### YOUR TASK
Restate the records so that not a single word differs.

### LISTED ENTRIES
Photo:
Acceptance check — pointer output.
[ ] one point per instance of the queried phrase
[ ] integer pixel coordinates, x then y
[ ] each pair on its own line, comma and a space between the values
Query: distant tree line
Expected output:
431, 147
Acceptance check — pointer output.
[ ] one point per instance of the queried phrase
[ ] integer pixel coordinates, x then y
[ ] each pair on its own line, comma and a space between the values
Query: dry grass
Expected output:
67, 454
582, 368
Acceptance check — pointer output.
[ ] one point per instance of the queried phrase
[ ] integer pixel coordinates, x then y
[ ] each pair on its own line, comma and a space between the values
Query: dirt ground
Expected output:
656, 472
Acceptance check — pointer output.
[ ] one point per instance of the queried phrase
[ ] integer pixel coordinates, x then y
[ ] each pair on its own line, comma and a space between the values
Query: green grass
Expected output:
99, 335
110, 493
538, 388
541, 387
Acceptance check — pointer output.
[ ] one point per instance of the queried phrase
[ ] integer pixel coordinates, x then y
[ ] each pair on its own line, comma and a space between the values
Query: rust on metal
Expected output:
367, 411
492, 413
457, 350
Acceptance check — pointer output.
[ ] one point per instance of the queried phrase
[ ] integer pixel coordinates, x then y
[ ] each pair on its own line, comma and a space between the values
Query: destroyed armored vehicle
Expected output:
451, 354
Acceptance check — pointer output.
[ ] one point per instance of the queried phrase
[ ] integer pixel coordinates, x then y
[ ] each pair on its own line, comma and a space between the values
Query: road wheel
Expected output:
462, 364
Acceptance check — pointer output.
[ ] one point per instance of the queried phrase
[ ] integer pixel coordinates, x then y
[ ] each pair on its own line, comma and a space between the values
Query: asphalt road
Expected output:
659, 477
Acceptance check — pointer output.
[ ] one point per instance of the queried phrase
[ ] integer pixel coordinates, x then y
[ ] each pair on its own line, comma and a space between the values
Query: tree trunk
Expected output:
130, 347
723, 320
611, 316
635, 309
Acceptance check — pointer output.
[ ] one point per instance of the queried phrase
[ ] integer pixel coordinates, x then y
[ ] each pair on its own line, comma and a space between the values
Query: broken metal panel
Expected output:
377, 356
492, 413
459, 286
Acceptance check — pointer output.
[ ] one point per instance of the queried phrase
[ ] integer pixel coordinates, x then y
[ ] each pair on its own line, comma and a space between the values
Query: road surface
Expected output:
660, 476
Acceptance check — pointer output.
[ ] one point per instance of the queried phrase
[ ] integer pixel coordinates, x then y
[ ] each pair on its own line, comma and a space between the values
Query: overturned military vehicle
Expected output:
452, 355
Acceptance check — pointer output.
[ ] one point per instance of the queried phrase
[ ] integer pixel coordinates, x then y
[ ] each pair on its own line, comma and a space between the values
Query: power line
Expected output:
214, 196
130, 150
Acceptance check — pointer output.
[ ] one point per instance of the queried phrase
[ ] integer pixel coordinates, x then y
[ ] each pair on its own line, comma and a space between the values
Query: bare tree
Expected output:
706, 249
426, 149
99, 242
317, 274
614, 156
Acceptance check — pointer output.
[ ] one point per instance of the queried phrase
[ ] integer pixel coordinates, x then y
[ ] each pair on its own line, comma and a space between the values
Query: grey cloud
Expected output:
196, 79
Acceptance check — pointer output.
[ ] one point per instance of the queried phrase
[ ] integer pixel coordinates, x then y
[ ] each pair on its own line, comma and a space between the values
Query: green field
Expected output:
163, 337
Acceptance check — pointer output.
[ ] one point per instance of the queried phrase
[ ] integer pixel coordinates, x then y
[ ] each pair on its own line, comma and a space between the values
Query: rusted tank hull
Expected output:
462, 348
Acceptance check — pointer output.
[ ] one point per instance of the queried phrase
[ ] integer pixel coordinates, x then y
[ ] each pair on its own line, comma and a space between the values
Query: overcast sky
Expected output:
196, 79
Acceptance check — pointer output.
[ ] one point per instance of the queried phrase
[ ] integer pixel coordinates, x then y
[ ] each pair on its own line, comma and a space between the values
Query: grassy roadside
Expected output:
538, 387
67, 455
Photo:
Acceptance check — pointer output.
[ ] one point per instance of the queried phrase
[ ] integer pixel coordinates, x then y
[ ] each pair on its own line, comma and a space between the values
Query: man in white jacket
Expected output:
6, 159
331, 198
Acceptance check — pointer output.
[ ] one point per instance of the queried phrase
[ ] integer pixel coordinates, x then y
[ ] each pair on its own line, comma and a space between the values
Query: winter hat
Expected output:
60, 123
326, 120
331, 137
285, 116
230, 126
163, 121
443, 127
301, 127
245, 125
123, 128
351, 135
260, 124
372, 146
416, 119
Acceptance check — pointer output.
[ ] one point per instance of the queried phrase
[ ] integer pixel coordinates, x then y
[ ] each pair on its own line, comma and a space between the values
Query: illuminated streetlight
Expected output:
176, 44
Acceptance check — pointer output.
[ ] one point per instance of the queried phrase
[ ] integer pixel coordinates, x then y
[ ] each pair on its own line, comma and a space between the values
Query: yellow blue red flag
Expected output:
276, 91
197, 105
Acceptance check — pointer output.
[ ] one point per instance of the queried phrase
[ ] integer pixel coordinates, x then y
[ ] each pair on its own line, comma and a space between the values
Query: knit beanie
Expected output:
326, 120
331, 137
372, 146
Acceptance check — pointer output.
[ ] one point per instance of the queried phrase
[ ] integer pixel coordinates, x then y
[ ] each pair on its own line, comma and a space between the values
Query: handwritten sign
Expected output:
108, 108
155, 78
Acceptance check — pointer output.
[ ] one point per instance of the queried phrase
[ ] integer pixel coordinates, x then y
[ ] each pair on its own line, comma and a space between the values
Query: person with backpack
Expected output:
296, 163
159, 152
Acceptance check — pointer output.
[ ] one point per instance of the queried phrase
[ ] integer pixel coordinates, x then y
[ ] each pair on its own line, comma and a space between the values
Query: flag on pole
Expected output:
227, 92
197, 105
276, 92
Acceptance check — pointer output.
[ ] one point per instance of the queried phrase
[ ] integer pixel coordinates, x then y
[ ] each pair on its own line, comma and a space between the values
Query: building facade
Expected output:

### ANSWER BOX
Photo:
Acceptance check — pointer output.
[ ] one point per instance of the queried phrase
[ ] integer pixel coordinates, x then y
[ ] each pair on its own line, comma and a space between the values
Query: distant tree line
Expected output:
431, 147
Acceptance check — pointer output.
[ ] one point per instance of the queried phrase
[ ] integer pixel coordinates, x then y
[ ] each pair on its own line, comma and a space between the values
Query: dry grass
Expected output:
67, 454
582, 368
Acceptance check — pointer output.
[ ] one point per instance of the queried phrase
[ ] integer pixel coordinates, x then y
[ ] each pair on its own line, comma and a space between the values
Query: dirt ground
Expected output:
656, 472
Acceptance check — pointer output.
[ ] one point per instance of the queried phrase
[ ] integer pixel coordinates, x then y
[ ] each pair on its own line, comma and a space between the values
Query: green grass
Expected output:
99, 335
110, 493
538, 388
541, 387
Acceptance check — pointer output.
[ ] one point per instance of the queried phrase
[ ] integer pixel coordinates, x then y
[ ] each pair on its own line, comma and a space between the values
Query: rust on metal
Expected output:
367, 411
492, 413
457, 350
Acceptance check — pointer output.
[ ] one point per instance of the queried phrase
[ ] integer pixel coordinates, x then y
[ ] each pair on its own line, comma and a space between the values
Query: destroyed armored vehicle
Expected output:
451, 354
Acceptance check — pointer output.
[ ] one point per instance of the queried phrase
[ ] integer pixel coordinates, x then y
[ ] each pair on its own line, comma and a space between the values
Query: road wheel
Expected output:
462, 364
Acceptance check — pointer output.
[ ] one point per instance of the queried phrase
[ ] integer pixel coordinates, x then y
[ ] each pair on its own line, comma and a space between the values
Query: asphalt road
Expected output:
659, 477
Acceptance check — pointer output.
[ ] one point per instance of the queried phrase
[ ] integer pixel coordinates, x then y
[ ] each pair on its own line, comma and a space between the values
Query: tree trunk
Expected output:
130, 347
723, 320
611, 316
635, 309
Acceptance check — pointer output.
[ ] one point per instance of the queried phrase
[ ] integer pixel coordinates, x then y
[ ] each pair on its own line, comma and a space between the values
Query: broken metal panel
Expected output:
377, 356
492, 413
459, 286
Acceptance check — pointer output.
[ ] one point per instance of the queried phrase
[ ] integer pixel coordinates, x then y
[ ] each pair on its own line, comma and a space between the values
Query: road surface
Expected output:
660, 476
Acceptance check — pointer output.
[ ] one point per instance of the queried phrase
[ ] integer pixel coordinates, x then y
[ ] each pair on its own line, comma and a space between the values
Query: overturned military vehicle
Expected output:
452, 355
Acceptance check — pointer output.
[ ] one point per instance of the queried phrase
[ ] integer pixel coordinates, x then y
[ ] each pair on its own line, comma and a space between the values
Query: power line
Expected output:
214, 196
130, 150
Acceptance check — pointer output.
[ ] one point per instance of the queried phrase
[ ] integer pixel coordinates, x then y
[ ] each pair on its own line, comma and a space between the values
Query: bare tree
Expected output:
706, 249
426, 149
99, 242
317, 274
614, 156
Acceptance check — pointer output.
[ ] one point per instance of the queried phrase
[ ] integer pixel coordinates, x then y
[ ] each pair on its own line, comma and a space between the values
Query: grey cloud
Expected output:
196, 79
Acceptance check — pointer output.
[ ] one point per instance of the queried phrase
[ ] integer pixel coordinates, x then y
[ ] each pair on its own line, comma and a space between the values
Query: green field
Expected output:
163, 337
Acceptance check — pointer output.
[ ] one point per instance of the queried phrase
[ ] integer pixel coordinates, x then y
[ ] each pair on its own line, comma and a space between the values
Query: rusted tank hull
Expected output:
462, 348
Acceptance check — pointer output.
[ ] one point per instance of the queried phrase
[ ] integer pixel coordinates, x then y
[ ] each pair on its own line, comma and a space between the values
Query: overcast sky
Expected output:
196, 79
Acceptance check — pointer output.
[ ] one point per instance of the queried phrase
[ ] integer pixel coordinates, x then y
[ ] each pair on its own line, comma and a space between the values
Query: grassy roadside
Expected output:
538, 387
67, 455
Photo:
Acceptance check — pointer output.
[ ] one point per instance of the queried phrase
[ ] integer pixel coordinates, x then y
[ ] each pair on its own line, comma and a space between the values
Query: man in white jacket
Expected output:
6, 159
331, 198
Acceptance check — pointer output.
[ ] one point per instance of the queried phrase
[ ] integer pixel coordinates, x then y
[ ] each pair on its own line, comma and a space between the values
Query: winter hat
Expected output:
60, 123
326, 120
331, 137
285, 116
230, 126
163, 121
443, 127
301, 127
245, 125
123, 128
351, 135
260, 124
372, 146
416, 119
Acceptance check — pointer output.
[ ] one point per instance of the queried phrase
[ ] integer pixel coordinates, x then y
[ ] each pair on its own line, comma and a space between the values
Query: illuminated streetlight
Expected output:
176, 44
Acceptance check — pointer output.
[ ] one point per instance of the queried phrase
[ ] integer pixel coordinates, x then y
[ ] each pair on its own line, comma and a space between the values
Query: yellow blue red flag
Expected output:
276, 91
197, 105
Acceptance check — pointer output.
[ ] one point per instance of the queried phrase
[ ] integer pixel coordinates, x then y
[ ] each pair on its own line, comma and a space between the values
Query: knit beanie
Expected output:
326, 120
331, 137
372, 146
Acceptance check — pointer output.
[ ] one point per instance of the queried phrase
[ ] integer pixel coordinates, x then y
[ ] each pair on its own line, comma and a space between the values
Query: handwritten sign
Expected output:
108, 108
155, 78
Acceptance check — pointer output.
[ ] one point per instance of the queried phrase
[ ] integer pixel coordinates, x then y
[ ] each pair on its own line, comma and a space between the values
Query: person with backpack
Expected output:
296, 163
159, 152
Acceptance check — pointer output.
[ ] one point per instance of the queried phrase
[ ] integer pixel coordinates, x then y
[ ] each pair on its own line, comma and a space between the values
Query: flag on pole
Expected output:
227, 92
197, 105
276, 92
Acceptance check — pointer output.
[ ] one point per instance of the queried phrase
[ ] integer pixel coordinates, x then y
[ ] each pair on its own line, comma and a space between the values
Query: building facade
Expected output:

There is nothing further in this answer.